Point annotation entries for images
┄┄┄┄┄┄
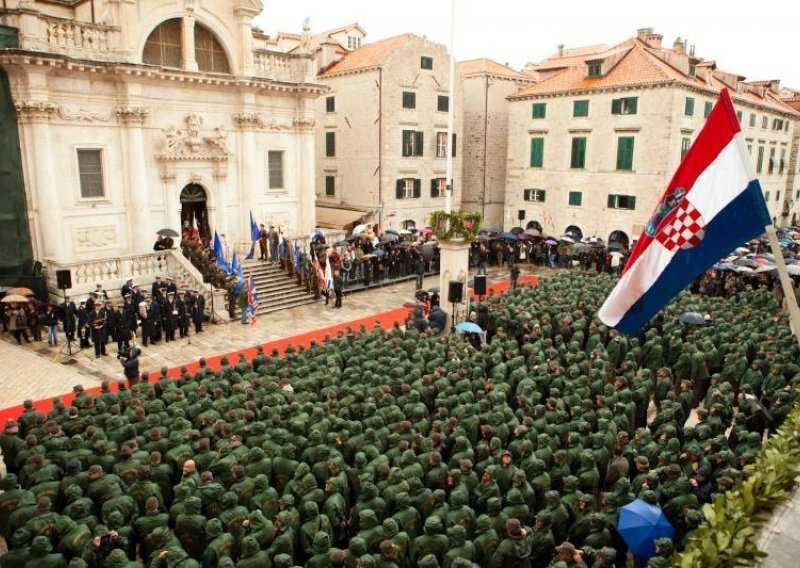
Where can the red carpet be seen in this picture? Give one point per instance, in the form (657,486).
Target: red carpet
(386,320)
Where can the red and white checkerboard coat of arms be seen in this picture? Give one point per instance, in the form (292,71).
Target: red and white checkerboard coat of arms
(684,230)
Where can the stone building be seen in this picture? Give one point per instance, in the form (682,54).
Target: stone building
(382,132)
(594,143)
(135,116)
(486,84)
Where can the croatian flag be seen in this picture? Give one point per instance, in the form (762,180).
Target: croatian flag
(712,205)
(252,300)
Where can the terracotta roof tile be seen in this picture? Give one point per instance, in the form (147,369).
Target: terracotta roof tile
(489,67)
(368,55)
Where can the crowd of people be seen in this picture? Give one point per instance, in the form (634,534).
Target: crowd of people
(402,448)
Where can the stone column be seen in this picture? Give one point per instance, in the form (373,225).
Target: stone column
(189,61)
(43,205)
(453,266)
(137,194)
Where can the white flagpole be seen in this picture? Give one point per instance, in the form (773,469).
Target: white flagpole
(451,103)
(786,282)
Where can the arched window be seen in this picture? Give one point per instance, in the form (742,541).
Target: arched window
(164,46)
(208,51)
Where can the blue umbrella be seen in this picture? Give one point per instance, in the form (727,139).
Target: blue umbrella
(640,525)
(469,327)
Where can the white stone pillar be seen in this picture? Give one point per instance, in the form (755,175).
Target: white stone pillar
(137,194)
(44,208)
(189,61)
(453,266)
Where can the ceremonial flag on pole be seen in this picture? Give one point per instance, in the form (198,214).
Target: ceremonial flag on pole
(252,300)
(219,254)
(712,205)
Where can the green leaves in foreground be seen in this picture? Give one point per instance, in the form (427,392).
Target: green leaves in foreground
(727,538)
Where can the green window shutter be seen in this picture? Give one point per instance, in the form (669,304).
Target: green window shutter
(537,152)
(580,108)
(625,153)
(578,158)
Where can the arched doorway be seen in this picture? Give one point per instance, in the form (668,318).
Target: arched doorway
(194,207)
(574,231)
(619,237)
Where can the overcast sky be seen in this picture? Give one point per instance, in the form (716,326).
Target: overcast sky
(758,44)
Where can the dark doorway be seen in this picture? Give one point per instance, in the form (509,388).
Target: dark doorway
(193,207)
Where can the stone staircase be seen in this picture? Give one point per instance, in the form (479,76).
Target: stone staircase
(276,289)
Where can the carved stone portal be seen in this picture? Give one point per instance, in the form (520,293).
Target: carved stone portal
(189,144)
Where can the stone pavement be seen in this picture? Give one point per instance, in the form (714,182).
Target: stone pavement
(37,370)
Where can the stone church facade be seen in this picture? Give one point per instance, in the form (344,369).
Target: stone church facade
(136,116)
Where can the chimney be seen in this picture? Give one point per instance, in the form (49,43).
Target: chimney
(654,40)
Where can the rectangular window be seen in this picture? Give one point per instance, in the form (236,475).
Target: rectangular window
(90,171)
(537,152)
(412,143)
(688,107)
(578,156)
(685,145)
(580,108)
(330,144)
(275,165)
(438,187)
(408,188)
(625,153)
(627,105)
(616,201)
(441,144)
(534,195)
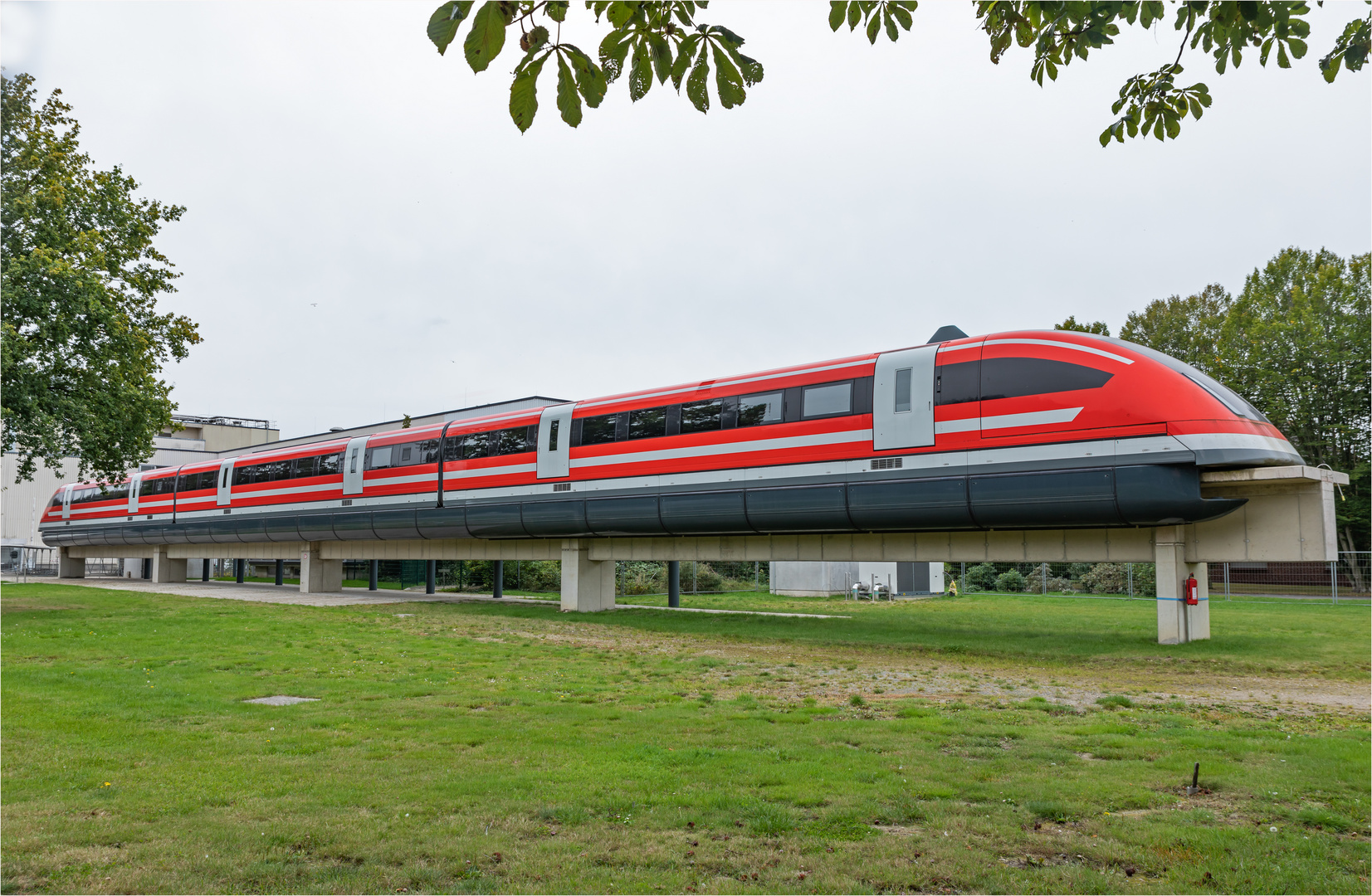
┄┄┄┄┄┄
» **Objective**: How many lines in the listing above contain the string "blue" with the same capitalization? Reply with the number only.

» **Full output**: 2